### TEXTAUSZUG
^^^^^^^^

# Bilder-Upload unter Joomla



## interface (23. August 2006)

Hallo,

gibt es ein Modul oder ähnliches.
Womit ich die Besucher Bilder uploaden lassen kann und diese dann in einer art Gallerie erscheinen?

Bin auch für andere alternativen offen.

cu+thx


----------



## akrite (23. August 2006)

für reine Gallerien macht mir das Wort Besucher etwas sorgen , denn ich kenne keine Gallerie wo Du nicht nach dem Joomla-Prinzip mindestens Autorenrechte haben musst. Ansonsten bieten manche Foren (simpleBoard o.ä.) auch die Möglichkeit Bilder zu uploaden.

Grüße
Andreas


----------



## interface (23. August 2006)

thx again.

Dafür müßen aber die Besucher sich auch anmelden und registrieren nehme ich mal an.
Hätte lieber sowas ähnliches wie imageShack wo die Besucher ihre Bilder auswählen und dann hochladen.
Danach können dann diese gleich angeschaut werden.

Wäre ne deine Sache finde ich.

Könnte man auch einen ftp Zugang einrichten das über den dann upgeloaded wird


----------



## Markus Kolletzky (23. August 2006)

^^^^^^^^

### ERFASSTE DATEN
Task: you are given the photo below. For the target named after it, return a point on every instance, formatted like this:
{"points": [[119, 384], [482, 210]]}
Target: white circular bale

^^^^^^^^

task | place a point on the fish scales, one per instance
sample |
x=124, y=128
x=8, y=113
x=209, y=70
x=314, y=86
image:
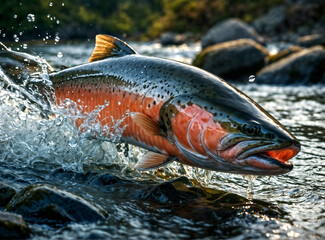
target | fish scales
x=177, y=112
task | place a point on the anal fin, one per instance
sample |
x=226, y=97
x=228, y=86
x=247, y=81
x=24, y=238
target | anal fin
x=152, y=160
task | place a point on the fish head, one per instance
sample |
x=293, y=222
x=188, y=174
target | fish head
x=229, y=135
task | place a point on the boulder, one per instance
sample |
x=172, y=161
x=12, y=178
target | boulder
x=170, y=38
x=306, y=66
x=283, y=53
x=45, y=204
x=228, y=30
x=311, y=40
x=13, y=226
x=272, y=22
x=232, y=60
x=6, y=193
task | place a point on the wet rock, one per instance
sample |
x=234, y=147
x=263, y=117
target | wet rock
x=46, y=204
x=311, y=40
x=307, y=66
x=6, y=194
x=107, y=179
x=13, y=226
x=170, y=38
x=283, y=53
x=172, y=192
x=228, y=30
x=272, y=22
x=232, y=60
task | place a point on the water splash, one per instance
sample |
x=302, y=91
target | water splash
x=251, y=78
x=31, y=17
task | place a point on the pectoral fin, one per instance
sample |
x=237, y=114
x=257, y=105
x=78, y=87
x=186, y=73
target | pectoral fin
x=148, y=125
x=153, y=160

^^^^^^^^

### AUFGABENSTELLUNG
Welchen Dienst nennt interface im Textauszug zum Bilder-Upload unter Joomla als Vorbild für das gewünschte Hochladen?

### LÖSUNG
imageShack